Filter the records below, keeping only lines with the string "blurred".

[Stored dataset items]
***

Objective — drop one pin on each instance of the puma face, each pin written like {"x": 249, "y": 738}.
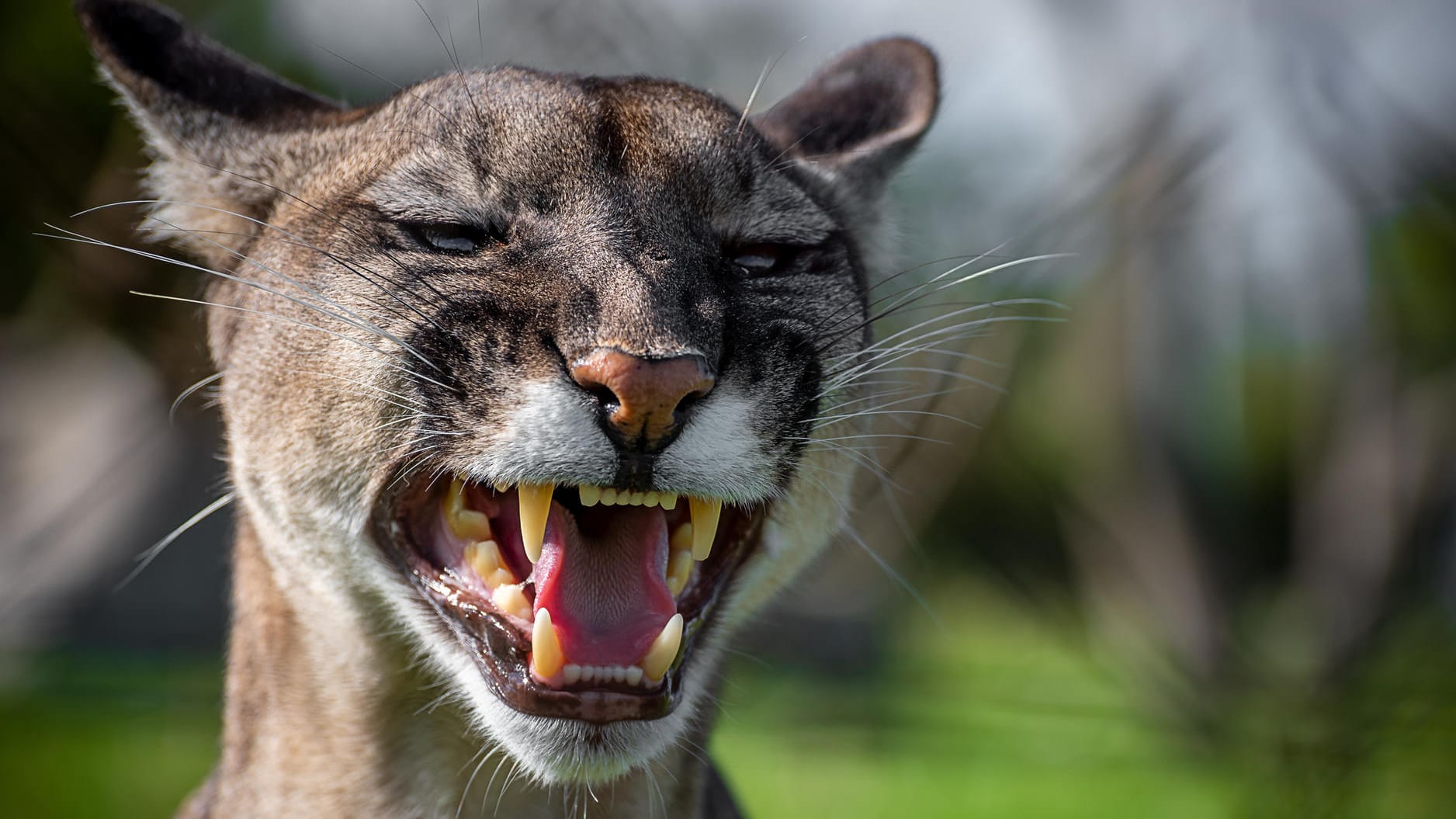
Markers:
{"x": 538, "y": 370}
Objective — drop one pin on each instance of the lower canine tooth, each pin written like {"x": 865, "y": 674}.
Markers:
{"x": 705, "y": 525}
{"x": 546, "y": 658}
{"x": 535, "y": 510}
{"x": 664, "y": 649}
{"x": 485, "y": 560}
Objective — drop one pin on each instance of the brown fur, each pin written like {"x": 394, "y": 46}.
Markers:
{"x": 610, "y": 212}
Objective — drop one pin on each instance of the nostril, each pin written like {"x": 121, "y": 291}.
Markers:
{"x": 603, "y": 395}
{"x": 691, "y": 400}
{"x": 644, "y": 400}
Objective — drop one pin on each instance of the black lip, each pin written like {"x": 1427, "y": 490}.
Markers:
{"x": 500, "y": 649}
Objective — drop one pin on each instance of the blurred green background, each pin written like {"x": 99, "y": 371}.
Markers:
{"x": 1196, "y": 557}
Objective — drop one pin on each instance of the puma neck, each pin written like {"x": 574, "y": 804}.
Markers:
{"x": 322, "y": 720}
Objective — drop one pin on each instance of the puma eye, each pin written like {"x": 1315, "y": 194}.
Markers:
{"x": 447, "y": 238}
{"x": 759, "y": 260}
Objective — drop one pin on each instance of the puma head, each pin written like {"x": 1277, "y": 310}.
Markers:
{"x": 539, "y": 370}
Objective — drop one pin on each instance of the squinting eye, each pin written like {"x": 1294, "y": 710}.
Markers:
{"x": 445, "y": 238}
{"x": 757, "y": 260}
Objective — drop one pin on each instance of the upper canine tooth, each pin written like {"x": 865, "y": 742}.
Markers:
{"x": 705, "y": 525}
{"x": 546, "y": 658}
{"x": 535, "y": 510}
{"x": 664, "y": 649}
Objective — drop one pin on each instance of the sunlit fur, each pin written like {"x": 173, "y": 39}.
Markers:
{"x": 354, "y": 359}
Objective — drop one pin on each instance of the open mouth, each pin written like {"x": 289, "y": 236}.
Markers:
{"x": 575, "y": 602}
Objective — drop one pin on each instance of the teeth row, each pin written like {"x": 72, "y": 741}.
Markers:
{"x": 535, "y": 501}
{"x": 631, "y": 675}
{"x": 591, "y": 496}
{"x": 548, "y": 658}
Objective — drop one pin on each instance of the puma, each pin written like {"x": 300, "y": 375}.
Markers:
{"x": 532, "y": 387}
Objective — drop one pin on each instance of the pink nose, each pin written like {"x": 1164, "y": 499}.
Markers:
{"x": 643, "y": 398}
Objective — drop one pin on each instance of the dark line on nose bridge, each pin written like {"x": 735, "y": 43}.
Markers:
{"x": 633, "y": 473}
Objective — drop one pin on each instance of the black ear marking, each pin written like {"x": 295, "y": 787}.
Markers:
{"x": 164, "y": 64}
{"x": 862, "y": 113}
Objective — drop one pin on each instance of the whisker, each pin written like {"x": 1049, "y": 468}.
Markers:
{"x": 151, "y": 554}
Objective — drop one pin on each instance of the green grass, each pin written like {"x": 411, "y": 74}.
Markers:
{"x": 997, "y": 714}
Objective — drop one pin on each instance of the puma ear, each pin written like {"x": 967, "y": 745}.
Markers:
{"x": 216, "y": 124}
{"x": 171, "y": 73}
{"x": 859, "y": 116}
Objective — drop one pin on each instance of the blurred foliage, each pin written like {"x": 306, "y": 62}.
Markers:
{"x": 997, "y": 713}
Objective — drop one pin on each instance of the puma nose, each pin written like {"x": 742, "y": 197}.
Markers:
{"x": 643, "y": 400}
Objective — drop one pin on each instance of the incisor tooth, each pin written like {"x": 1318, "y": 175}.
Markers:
{"x": 546, "y": 658}
{"x": 664, "y": 649}
{"x": 679, "y": 569}
{"x": 511, "y": 601}
{"x": 535, "y": 509}
{"x": 465, "y": 523}
{"x": 705, "y": 525}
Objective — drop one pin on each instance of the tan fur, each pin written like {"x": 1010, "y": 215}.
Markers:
{"x": 345, "y": 347}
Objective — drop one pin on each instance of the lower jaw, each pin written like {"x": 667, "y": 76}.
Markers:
{"x": 500, "y": 651}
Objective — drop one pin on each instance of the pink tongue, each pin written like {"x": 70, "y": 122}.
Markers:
{"x": 606, "y": 593}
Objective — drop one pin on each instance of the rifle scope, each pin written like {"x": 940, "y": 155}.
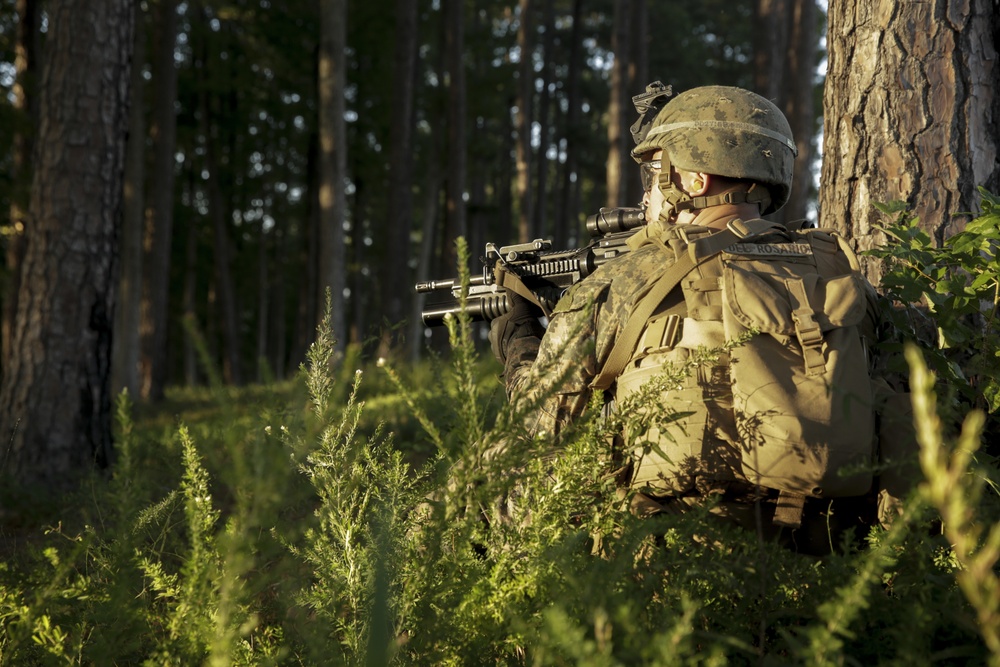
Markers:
{"x": 612, "y": 220}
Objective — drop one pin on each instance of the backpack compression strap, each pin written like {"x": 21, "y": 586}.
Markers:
{"x": 699, "y": 252}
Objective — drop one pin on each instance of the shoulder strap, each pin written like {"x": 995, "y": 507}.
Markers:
{"x": 699, "y": 252}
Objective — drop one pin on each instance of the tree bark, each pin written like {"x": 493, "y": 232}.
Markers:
{"x": 55, "y": 399}
{"x": 618, "y": 135}
{"x": 455, "y": 208}
{"x": 525, "y": 97}
{"x": 539, "y": 217}
{"x": 160, "y": 213}
{"x": 125, "y": 360}
{"x": 333, "y": 163}
{"x": 396, "y": 281}
{"x": 785, "y": 48}
{"x": 25, "y": 103}
{"x": 568, "y": 212}
{"x": 911, "y": 114}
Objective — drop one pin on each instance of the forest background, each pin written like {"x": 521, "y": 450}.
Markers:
{"x": 183, "y": 182}
{"x": 273, "y": 152}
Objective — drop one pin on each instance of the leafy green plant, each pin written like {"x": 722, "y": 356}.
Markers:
{"x": 953, "y": 289}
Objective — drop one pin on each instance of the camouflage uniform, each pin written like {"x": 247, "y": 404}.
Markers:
{"x": 743, "y": 137}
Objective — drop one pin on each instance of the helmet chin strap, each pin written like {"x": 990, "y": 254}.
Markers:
{"x": 678, "y": 200}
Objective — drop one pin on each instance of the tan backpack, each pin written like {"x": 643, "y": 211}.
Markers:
{"x": 790, "y": 407}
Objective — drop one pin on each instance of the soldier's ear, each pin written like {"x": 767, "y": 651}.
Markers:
{"x": 696, "y": 183}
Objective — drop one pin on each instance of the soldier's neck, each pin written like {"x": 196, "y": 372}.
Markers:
{"x": 717, "y": 217}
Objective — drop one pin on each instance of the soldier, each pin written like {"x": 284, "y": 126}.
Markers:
{"x": 713, "y": 156}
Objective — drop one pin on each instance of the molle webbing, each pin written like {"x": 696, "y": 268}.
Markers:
{"x": 699, "y": 252}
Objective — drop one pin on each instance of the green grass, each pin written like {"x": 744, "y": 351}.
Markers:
{"x": 241, "y": 527}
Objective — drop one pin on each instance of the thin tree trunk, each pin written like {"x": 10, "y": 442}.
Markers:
{"x": 263, "y": 307}
{"x": 457, "y": 224}
{"x": 55, "y": 398}
{"x": 228, "y": 312}
{"x": 125, "y": 361}
{"x": 333, "y": 162}
{"x": 637, "y": 84}
{"x": 799, "y": 108}
{"x": 912, "y": 113}
{"x": 567, "y": 216}
{"x": 160, "y": 213}
{"x": 539, "y": 217}
{"x": 619, "y": 139}
{"x": 25, "y": 103}
{"x": 396, "y": 280}
{"x": 189, "y": 301}
{"x": 525, "y": 96}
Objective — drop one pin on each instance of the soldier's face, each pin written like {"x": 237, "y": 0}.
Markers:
{"x": 652, "y": 198}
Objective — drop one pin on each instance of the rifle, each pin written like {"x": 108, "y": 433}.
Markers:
{"x": 533, "y": 269}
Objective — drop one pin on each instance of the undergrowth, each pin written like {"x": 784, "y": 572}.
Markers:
{"x": 295, "y": 526}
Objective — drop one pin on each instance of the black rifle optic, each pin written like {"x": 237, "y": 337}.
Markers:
{"x": 546, "y": 273}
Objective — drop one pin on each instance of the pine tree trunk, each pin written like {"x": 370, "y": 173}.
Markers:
{"x": 55, "y": 399}
{"x": 567, "y": 217}
{"x": 525, "y": 97}
{"x": 160, "y": 213}
{"x": 333, "y": 164}
{"x": 619, "y": 141}
{"x": 911, "y": 113}
{"x": 785, "y": 48}
{"x": 455, "y": 209}
{"x": 25, "y": 103}
{"x": 125, "y": 360}
{"x": 539, "y": 217}
{"x": 397, "y": 278}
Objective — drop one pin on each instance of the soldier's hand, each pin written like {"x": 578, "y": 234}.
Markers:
{"x": 518, "y": 322}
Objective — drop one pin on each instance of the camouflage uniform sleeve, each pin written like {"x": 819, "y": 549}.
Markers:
{"x": 548, "y": 380}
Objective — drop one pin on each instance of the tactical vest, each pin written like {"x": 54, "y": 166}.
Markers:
{"x": 787, "y": 404}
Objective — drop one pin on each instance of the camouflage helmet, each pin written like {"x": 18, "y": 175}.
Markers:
{"x": 725, "y": 131}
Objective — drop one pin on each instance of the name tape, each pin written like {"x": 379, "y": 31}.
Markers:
{"x": 770, "y": 249}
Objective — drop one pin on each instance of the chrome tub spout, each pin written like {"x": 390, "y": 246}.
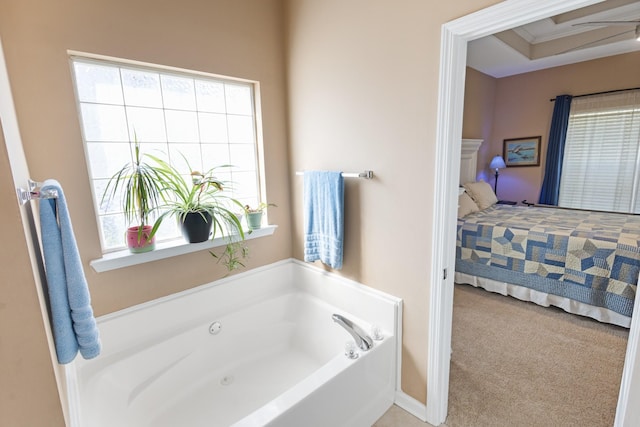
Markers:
{"x": 363, "y": 341}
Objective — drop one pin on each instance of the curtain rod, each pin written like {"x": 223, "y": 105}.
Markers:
{"x": 602, "y": 93}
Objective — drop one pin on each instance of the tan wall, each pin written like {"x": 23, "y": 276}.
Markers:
{"x": 363, "y": 95}
{"x": 28, "y": 395}
{"x": 478, "y": 116}
{"x": 522, "y": 109}
{"x": 241, "y": 38}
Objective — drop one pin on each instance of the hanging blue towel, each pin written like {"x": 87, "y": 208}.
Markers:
{"x": 324, "y": 217}
{"x": 74, "y": 326}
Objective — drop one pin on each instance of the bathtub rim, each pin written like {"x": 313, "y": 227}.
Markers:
{"x": 71, "y": 377}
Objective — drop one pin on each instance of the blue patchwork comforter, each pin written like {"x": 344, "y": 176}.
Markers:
{"x": 591, "y": 257}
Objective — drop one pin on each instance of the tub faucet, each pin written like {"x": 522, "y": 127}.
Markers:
{"x": 363, "y": 340}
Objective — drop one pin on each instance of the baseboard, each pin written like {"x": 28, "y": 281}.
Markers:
{"x": 411, "y": 405}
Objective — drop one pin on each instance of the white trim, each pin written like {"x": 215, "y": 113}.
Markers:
{"x": 629, "y": 414}
{"x": 455, "y": 35}
{"x": 121, "y": 259}
{"x": 411, "y": 405}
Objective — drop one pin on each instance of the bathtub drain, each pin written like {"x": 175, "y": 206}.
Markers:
{"x": 226, "y": 380}
{"x": 214, "y": 328}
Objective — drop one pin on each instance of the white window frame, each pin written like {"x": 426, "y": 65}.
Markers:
{"x": 258, "y": 171}
{"x": 601, "y": 166}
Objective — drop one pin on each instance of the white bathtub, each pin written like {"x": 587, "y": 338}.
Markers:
{"x": 277, "y": 358}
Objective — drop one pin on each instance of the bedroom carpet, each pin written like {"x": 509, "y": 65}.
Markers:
{"x": 517, "y": 364}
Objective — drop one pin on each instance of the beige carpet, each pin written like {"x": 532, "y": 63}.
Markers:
{"x": 518, "y": 364}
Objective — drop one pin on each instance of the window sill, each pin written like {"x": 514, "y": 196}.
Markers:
{"x": 122, "y": 259}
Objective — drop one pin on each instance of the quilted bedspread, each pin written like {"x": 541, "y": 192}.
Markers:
{"x": 591, "y": 257}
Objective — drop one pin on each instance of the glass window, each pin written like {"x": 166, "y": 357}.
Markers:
{"x": 177, "y": 115}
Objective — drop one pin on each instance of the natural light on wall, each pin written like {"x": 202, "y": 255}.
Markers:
{"x": 176, "y": 115}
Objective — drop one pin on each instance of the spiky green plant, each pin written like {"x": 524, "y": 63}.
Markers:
{"x": 141, "y": 190}
{"x": 204, "y": 193}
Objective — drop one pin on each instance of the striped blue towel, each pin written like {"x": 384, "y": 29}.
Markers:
{"x": 73, "y": 323}
{"x": 324, "y": 217}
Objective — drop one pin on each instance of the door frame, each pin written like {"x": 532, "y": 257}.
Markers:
{"x": 454, "y": 38}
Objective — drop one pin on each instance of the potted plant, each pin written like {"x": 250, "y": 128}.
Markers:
{"x": 138, "y": 185}
{"x": 254, "y": 215}
{"x": 202, "y": 209}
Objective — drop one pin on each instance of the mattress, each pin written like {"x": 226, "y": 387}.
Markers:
{"x": 589, "y": 257}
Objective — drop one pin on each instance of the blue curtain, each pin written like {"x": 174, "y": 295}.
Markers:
{"x": 555, "y": 151}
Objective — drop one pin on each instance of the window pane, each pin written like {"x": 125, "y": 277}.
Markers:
{"x": 213, "y": 127}
{"x": 106, "y": 206}
{"x": 210, "y": 96}
{"x": 182, "y": 126}
{"x": 172, "y": 116}
{"x": 104, "y": 122}
{"x": 96, "y": 83}
{"x": 215, "y": 155}
{"x": 106, "y": 159}
{"x": 243, "y": 156}
{"x": 113, "y": 231}
{"x": 141, "y": 88}
{"x": 178, "y": 93}
{"x": 186, "y": 158}
{"x": 146, "y": 124}
{"x": 238, "y": 99}
{"x": 240, "y": 129}
{"x": 244, "y": 184}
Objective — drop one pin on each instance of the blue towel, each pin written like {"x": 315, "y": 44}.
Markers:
{"x": 74, "y": 326}
{"x": 324, "y": 217}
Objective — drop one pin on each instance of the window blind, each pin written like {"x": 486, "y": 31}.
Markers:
{"x": 601, "y": 166}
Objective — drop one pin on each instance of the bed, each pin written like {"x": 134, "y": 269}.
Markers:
{"x": 584, "y": 262}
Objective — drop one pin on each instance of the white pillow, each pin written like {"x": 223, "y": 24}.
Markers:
{"x": 466, "y": 205}
{"x": 481, "y": 193}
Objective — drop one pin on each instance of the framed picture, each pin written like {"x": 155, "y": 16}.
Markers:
{"x": 522, "y": 151}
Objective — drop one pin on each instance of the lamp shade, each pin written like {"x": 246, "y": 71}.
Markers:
{"x": 497, "y": 163}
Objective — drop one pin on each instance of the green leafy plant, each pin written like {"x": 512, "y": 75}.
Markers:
{"x": 260, "y": 208}
{"x": 139, "y": 185}
{"x": 203, "y": 193}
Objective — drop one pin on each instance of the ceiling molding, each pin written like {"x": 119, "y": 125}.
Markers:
{"x": 556, "y": 41}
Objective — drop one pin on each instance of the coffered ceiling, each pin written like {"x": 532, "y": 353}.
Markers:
{"x": 560, "y": 40}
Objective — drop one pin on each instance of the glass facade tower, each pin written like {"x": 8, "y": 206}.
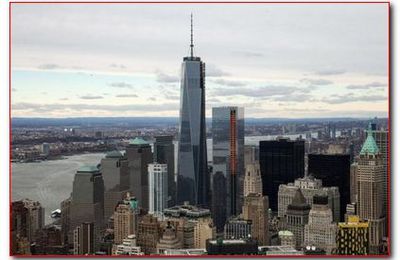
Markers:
{"x": 193, "y": 183}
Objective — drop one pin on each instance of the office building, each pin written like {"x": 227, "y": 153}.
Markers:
{"x": 87, "y": 200}
{"x": 232, "y": 247}
{"x": 333, "y": 170}
{"x": 252, "y": 179}
{"x": 169, "y": 239}
{"x": 148, "y": 235}
{"x": 193, "y": 181}
{"x": 297, "y": 217}
{"x": 352, "y": 237}
{"x": 281, "y": 162}
{"x": 371, "y": 181}
{"x": 164, "y": 153}
{"x": 321, "y": 230}
{"x": 237, "y": 228}
{"x": 158, "y": 188}
{"x": 255, "y": 209}
{"x": 127, "y": 247}
{"x": 228, "y": 155}
{"x": 84, "y": 239}
{"x": 139, "y": 155}
{"x": 309, "y": 187}
{"x": 125, "y": 219}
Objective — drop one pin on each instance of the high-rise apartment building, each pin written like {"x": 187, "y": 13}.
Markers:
{"x": 309, "y": 187}
{"x": 139, "y": 155}
{"x": 333, "y": 170}
{"x": 281, "y": 162}
{"x": 228, "y": 155}
{"x": 352, "y": 237}
{"x": 164, "y": 153}
{"x": 84, "y": 239}
{"x": 321, "y": 230}
{"x": 126, "y": 217}
{"x": 87, "y": 201}
{"x": 371, "y": 182}
{"x": 158, "y": 188}
{"x": 252, "y": 179}
{"x": 193, "y": 181}
{"x": 297, "y": 217}
{"x": 255, "y": 208}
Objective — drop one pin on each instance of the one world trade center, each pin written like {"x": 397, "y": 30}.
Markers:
{"x": 193, "y": 181}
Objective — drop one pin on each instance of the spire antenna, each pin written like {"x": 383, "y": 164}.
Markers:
{"x": 191, "y": 35}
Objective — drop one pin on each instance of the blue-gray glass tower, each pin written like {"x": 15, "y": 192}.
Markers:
{"x": 193, "y": 184}
{"x": 228, "y": 162}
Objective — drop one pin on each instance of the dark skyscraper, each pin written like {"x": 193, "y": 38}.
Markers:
{"x": 228, "y": 154}
{"x": 139, "y": 156}
{"x": 193, "y": 184}
{"x": 164, "y": 154}
{"x": 281, "y": 162}
{"x": 333, "y": 170}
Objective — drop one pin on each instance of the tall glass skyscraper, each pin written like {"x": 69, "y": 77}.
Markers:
{"x": 193, "y": 183}
{"x": 228, "y": 157}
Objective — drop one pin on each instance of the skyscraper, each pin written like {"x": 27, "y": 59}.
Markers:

***

→ TASK RESULT
Objective — drop one pin on each instance of the blurred green background, each pin written like {"x": 99, "y": 371}.
Objective — drop one pin on each instance of the blurred foliage, each pin written like {"x": 306, "y": 62}.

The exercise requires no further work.